• _Задание 1_: Перепишите записи начиная со строки, где есть «[output] one dot per instance, form <point>299,590</point>.», и заканчивая строкой, где есть «<point>294,190</point>», включая запросы. В ответах увеличьте каждую координату на 90, а числа в запросах и образцах формата не меняйте.

+--

Институт Философии
Российской Академии Наук




  А.Н. Павленко. Осязание тишины // «Национальные интересы», 2012, № 3.
Главная страница » Ученые » Исследовательские группы » Онтология » Данные об участниках проекта » Руководитель научно-исследовательской группы «Онтология» » Выбранные публикации А.Н.Павленко » А.Н. Павленко. Осязание тишины // «Национальные интересы», 2012, № 3.

А.Н. Павленко. Осязание тишины // «Национальные интересы», 2012, № 3.

Павленко Андрей Николаевич
д. филос. н., проф., Институт философии РАН, г. Москва
  

ОСЯЗАНИЕ ТИШИНЫ


// «Национальные интересы», 2012, № 3.

 

 
Всякому человеку свойственно слышать, и это для него естественно. Звуки составляют такое же богатство мира, как и его краски. И хотя с физической точки зрения звуки суть колебания воздуха или, по-иному, — звуковые волны, такое определение звучания мира не является вполне точным.

+--

• _Задание 2_: В каком журнале и каком его номере, согласно фрагменту текста, опубликована статья «Осязание тишины»?

Записи для определения положения
+--

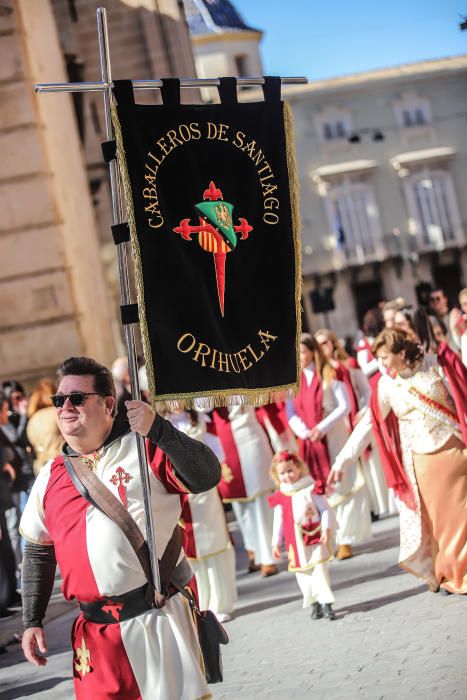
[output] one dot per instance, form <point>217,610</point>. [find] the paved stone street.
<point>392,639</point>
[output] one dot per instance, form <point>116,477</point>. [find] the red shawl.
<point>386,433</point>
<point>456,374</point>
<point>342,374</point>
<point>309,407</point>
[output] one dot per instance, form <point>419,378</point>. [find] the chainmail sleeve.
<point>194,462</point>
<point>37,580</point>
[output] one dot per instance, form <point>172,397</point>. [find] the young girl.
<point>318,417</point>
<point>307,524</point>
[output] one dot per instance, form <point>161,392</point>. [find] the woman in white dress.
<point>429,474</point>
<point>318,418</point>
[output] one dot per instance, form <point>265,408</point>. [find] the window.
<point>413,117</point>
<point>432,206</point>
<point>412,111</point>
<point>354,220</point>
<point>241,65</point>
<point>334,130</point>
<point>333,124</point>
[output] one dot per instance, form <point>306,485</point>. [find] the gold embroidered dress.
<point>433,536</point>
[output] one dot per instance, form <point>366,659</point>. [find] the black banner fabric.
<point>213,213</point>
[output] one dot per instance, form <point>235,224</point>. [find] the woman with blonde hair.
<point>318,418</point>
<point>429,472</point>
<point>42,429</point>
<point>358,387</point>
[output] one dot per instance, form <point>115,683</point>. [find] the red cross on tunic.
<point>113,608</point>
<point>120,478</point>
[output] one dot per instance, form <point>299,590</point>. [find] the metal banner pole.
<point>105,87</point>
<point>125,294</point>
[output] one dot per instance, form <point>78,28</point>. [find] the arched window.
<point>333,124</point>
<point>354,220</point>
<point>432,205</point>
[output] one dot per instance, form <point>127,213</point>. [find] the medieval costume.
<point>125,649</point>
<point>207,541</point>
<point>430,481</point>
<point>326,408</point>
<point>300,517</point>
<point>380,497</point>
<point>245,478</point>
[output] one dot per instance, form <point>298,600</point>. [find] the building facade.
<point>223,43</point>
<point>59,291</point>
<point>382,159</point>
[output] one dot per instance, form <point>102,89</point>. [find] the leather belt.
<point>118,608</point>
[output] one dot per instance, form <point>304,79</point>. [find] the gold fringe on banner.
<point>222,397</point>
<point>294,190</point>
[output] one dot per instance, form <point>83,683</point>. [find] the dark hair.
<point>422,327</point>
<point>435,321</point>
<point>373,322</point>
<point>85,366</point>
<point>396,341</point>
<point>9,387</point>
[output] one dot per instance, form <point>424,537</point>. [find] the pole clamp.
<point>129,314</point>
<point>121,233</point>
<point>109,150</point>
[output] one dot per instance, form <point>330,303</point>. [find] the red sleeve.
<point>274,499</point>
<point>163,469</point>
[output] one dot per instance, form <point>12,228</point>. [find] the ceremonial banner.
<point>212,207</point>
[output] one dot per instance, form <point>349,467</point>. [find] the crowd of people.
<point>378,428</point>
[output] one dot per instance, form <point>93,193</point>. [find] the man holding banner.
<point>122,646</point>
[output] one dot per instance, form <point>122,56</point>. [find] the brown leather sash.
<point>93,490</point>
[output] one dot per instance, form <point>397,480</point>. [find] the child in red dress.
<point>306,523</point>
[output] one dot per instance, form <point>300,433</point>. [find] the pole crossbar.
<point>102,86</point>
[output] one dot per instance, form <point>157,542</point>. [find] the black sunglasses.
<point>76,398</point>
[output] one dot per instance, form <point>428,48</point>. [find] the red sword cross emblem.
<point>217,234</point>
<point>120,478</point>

+--

• _Полный ответ 1_:
[output] one dot per instance, form <point>299,590</point>. [find] the metal banner pole.
<point>195,177</point>
<point>215,384</point>
[output] one dot per instance, form <point>78,28</point>. [find] the arched window.
<point>423,214</point>
<point>444,310</point>
<point>522,295</point>
[output] one dot per instance, form <point>127,213</point>. [find] the medieval costume.
<point>215,739</point>
<point>297,631</point>
<point>520,571</point>
<point>416,498</point>
<point>390,607</point>
<point>470,587</point>
<point>335,568</point>
[output] one dot per instance, form <point>298,600</point>. [find] the building facade.
<point>313,133</point>
<point>149,381</point>
<point>472,249</point>
[output] one dot per instance, form <point>102,89</point>. [find] the leather belt.
<point>208,698</point>
[output] one dot per instance, form <point>304,79</point>. [find] the gold fringe on banner.
<point>312,487</point>
<point>384,280</point>

• _Полный ответ 2_: В журнале «Национальные интересы», 2012, № 3.